■ Given task: Could you recast the entries below as a numbered list, skipping any blank lines and leaving the pictures out?

------------------------------------------------------------

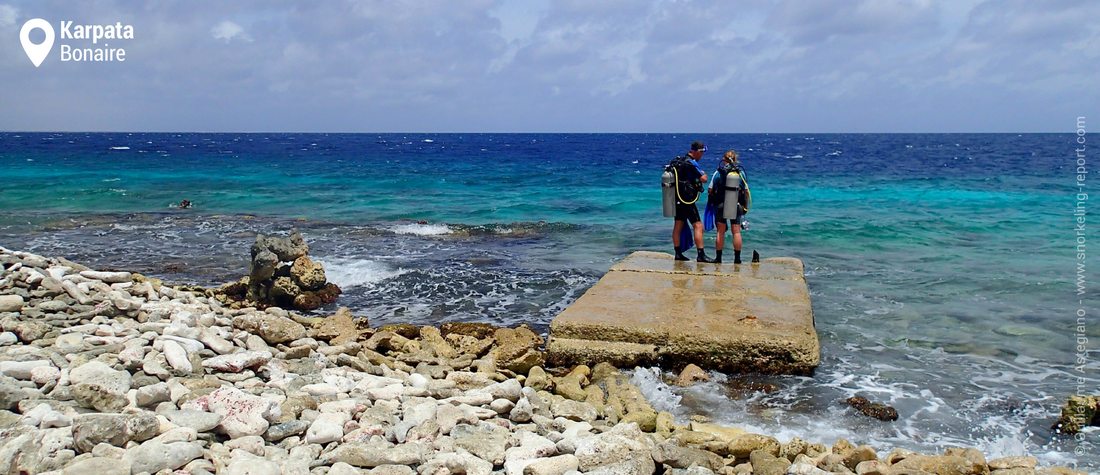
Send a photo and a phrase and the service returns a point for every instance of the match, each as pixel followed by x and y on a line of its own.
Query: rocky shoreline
pixel 114 373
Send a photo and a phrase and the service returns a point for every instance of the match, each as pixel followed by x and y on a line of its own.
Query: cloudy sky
pixel 562 66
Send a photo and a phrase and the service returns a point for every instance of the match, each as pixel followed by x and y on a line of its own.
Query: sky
pixel 560 66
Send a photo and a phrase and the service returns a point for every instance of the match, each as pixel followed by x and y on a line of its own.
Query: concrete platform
pixel 650 309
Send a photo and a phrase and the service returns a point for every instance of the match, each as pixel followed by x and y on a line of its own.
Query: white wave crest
pixel 421 229
pixel 356 272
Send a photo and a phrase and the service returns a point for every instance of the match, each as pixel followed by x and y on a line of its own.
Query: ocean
pixel 942 267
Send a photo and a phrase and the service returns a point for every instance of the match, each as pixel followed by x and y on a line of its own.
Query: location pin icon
pixel 39 52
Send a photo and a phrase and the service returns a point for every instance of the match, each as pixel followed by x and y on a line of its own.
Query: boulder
pixel 485 440
pixel 623 448
pixel 692 374
pixel 341 328
pixel 11 304
pixel 517 350
pixel 941 465
pixel 307 274
pixel 374 454
pixel 1077 412
pixel 876 410
pixel 273 329
pixel 153 455
pixel 242 413
pixel 92 429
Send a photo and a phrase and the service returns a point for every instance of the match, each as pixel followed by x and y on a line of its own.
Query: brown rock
pixel 1014 462
pixel 284 290
pixel 1077 412
pixel 271 328
pixel 942 465
pixel 766 463
pixel 308 274
pixel 572 385
pixel 517 350
pixel 876 410
pixel 744 445
pixel 480 331
pixel 307 301
pixel 341 328
pixel 538 379
pixel 406 330
pixel 690 375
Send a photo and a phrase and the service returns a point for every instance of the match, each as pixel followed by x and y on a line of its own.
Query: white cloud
pixel 8 14
pixel 229 31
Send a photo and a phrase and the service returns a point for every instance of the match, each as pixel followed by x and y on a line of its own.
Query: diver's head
pixel 696 150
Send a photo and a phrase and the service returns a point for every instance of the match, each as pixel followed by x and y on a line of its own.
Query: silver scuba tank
pixel 669 194
pixel 733 191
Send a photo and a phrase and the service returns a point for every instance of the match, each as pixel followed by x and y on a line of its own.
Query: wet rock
pixel 745 444
pixel 1013 462
pixel 876 410
pixel 307 274
pixel 479 331
pixel 677 456
pixel 341 328
pixel 765 463
pixel 941 464
pixel 1077 412
pixel 690 375
pixel 517 350
pixel 538 379
pixel 273 329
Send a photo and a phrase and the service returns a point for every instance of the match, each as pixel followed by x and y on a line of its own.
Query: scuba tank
pixel 732 194
pixel 669 192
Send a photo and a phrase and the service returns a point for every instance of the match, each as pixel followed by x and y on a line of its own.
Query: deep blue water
pixel 941 265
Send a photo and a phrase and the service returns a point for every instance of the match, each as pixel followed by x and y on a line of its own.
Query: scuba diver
pixel 682 184
pixel 728 200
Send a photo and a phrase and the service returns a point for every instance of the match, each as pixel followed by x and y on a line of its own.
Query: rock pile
pixel 1078 412
pixel 281 275
pixel 110 373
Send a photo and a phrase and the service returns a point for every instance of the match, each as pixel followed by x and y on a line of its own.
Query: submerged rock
pixel 1077 412
pixel 876 410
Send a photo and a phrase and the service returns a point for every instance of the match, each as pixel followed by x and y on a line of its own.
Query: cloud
pixel 570 65
pixel 8 14
pixel 229 31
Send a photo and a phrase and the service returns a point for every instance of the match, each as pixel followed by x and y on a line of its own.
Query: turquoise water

------------------------------------------------------------

■ Answer for this exercise:
1. Send a photo and a phrase and the service returns a point for every instance of the match, each as pixel followed by x and y on a line of its own.
2. Query: rocky shoreline
3. pixel 114 373
4. Send a photo and a phrase and the service returns a point for every instance of the match, each as pixel followed by x and y on a line of its own.
5. Query: cloudy sky
6. pixel 562 66
7. Send a photo and a phrase and the service returns a point for every instance of the match, each as pixel followed by x and y on a line of its own.
8. Query: sky
9. pixel 560 66
10. Send a photo and a phrase and the service returns a point for every instance of the match, each as pixel followed by x and y on a line of its own.
11. Query: concrete platform
12. pixel 650 309
13. Send a photo and a phrase and the service returns a point for every instance of the match, each as pixel followed by x and y on a line of its own.
14. Query: white wave crest
15. pixel 421 229
16. pixel 356 272
17. Send a photo and a phrase and the service returns a point for every instance of the match, each as pixel followed by x and y on a line of its own.
18. Query: ocean
19. pixel 942 267
20. Send a photo and a phrase and the service returns a point for every instance of the match, each as pixel followed by x and y on a line of its own.
21. Query: location pin icon
22. pixel 39 52
23. Send a photo and a phrase and the service returns a point for every instance of the match, each as pixel followed by x and y on a line of its own.
24. Query: boulder
25. pixel 485 440
26. pixel 623 448
27. pixel 692 374
28. pixel 341 328
29. pixel 11 304
30. pixel 517 350
31. pixel 941 465
32. pixel 307 274
33. pixel 374 454
34. pixel 1077 412
35. pixel 876 410
36. pixel 273 329
37. pixel 153 455
38. pixel 242 413
39. pixel 92 429
40. Send a photo and a phrase and the service returns a point for every instance of the match, each as pixel followed by x and y on a line of its own.
41. Query: brown rock
42. pixel 1014 462
43. pixel 284 290
44. pixel 1077 412
45. pixel 271 328
46. pixel 942 465
47. pixel 766 463
48. pixel 308 274
49. pixel 572 385
50. pixel 517 350
51. pixel 876 410
52. pixel 744 445
53. pixel 480 331
54. pixel 307 301
55. pixel 341 328
56. pixel 538 379
57. pixel 406 330
58. pixel 690 375
59. Send a photo and a phrase and the service returns a point for every instance of the match, each as pixel followed by x and y on a line of its own.
60. Query: white cloud
61. pixel 8 14
62. pixel 229 31
63. Send a photo and a phrase and the service returns a point for every instance of the match, each as pixel followed by x and y on a line of its own.
64. Query: diver's head
65. pixel 696 150
66. Send a photo and a phrase and the service returns a point for every instance of the match, each as pixel followed by x and y on a line of its own.
67. Query: silver scuba tank
68. pixel 669 194
69. pixel 733 191
70. Send a photo and a phrase and the service returns a point for every instance of the match, each as pixel followed by x and y on a line of its own.
71. Query: wet rock
72. pixel 745 444
73. pixel 1013 462
74. pixel 876 410
75. pixel 307 274
76. pixel 479 331
77. pixel 677 456
78. pixel 341 328
79. pixel 765 463
80. pixel 941 464
81. pixel 1077 412
82. pixel 690 375
83. pixel 517 350
84. pixel 538 379
85. pixel 273 329
86. Send a photo and a phrase and the service returns a point for every instance of the match, each as pixel followed by x and y on a line of its own.
87. Query: scuba tank
88. pixel 732 194
89. pixel 669 192
90. Send a photo and a phrase and the service returns a point for every instance of the match, each as pixel followed by x and y on a line of its own.
91. Query: deep blue water
92. pixel 941 265
93. Send a photo and a phrase and the service returns a point for every instance of the match, each as pixel followed by x and y on a line of its own.
94. Query: scuba diver
95. pixel 682 184
96. pixel 728 200
97. Send a photo and a phrase and the service returns a point for every instance of the match, each as pixel followed by x and y on a line of its own.
98. Query: rock pile
99. pixel 1078 412
100. pixel 281 275
101. pixel 110 373
102. Send a photo and a phrase and the service returns a point for every instance of the match, each as pixel followed by x and y on a line of its own.
103. Query: submerged rock
104. pixel 1077 412
105. pixel 876 410
106. Send a photo and a phrase and the service returns a point for every instance of the match, each as pixel followed by x and y on a line of its own.
107. Query: cloud
108. pixel 570 65
109. pixel 8 14
110. pixel 229 31
111. Send a photo and a phrase and the service returns a point for every instance of the match, each as pixel followed by x and y on a line of its own.
112. Query: turquoise water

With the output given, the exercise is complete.